- **TASK BRIEF**:
Which lines in the data below contain the string "path"? Report every one of them in full.

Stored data

:::::

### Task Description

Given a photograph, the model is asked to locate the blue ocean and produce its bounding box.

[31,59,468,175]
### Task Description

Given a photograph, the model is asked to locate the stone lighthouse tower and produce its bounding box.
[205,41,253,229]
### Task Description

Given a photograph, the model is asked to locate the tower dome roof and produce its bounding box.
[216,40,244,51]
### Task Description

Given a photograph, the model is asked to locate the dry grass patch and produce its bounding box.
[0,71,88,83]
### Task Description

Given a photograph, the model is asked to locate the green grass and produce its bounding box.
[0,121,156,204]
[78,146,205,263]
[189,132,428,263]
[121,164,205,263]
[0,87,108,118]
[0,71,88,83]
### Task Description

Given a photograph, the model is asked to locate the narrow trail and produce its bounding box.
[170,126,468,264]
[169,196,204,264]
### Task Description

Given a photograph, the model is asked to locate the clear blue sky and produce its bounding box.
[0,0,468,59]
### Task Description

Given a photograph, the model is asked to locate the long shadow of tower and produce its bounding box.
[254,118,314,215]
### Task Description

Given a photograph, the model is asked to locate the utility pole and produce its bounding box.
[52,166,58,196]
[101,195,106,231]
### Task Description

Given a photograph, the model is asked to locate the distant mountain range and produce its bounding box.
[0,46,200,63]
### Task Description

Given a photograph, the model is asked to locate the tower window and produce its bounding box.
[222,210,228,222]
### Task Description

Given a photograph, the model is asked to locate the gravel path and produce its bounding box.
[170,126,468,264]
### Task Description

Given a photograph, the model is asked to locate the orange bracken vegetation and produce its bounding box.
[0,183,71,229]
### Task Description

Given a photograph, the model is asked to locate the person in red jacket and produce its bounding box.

:::::

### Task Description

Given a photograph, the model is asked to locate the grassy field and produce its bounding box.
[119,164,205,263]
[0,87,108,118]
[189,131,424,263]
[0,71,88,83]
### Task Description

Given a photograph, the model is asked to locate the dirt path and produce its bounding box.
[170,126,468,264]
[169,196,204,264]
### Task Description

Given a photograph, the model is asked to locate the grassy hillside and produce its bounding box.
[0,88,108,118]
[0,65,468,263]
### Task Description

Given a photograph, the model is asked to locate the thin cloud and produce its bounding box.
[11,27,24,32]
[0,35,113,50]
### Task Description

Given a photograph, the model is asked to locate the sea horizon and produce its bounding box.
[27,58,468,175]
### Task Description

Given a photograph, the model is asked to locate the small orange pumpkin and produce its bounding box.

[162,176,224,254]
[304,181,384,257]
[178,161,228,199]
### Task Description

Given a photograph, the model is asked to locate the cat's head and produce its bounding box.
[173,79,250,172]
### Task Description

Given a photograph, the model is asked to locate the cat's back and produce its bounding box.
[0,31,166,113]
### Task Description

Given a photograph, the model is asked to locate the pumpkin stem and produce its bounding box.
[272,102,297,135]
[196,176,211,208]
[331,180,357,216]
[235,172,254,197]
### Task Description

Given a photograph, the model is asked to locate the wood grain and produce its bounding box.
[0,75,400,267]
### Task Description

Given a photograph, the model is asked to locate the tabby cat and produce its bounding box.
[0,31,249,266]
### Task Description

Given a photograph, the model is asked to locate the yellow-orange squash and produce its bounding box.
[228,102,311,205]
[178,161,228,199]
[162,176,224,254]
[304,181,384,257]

:::::

- **SOLUTION TO THE EXERCISE**:
Given a photograph, the model is asked to locate the gravel path and produce its bounding box.
Given a photograph, the model is asked to locate the dirt path and produce its bounding box.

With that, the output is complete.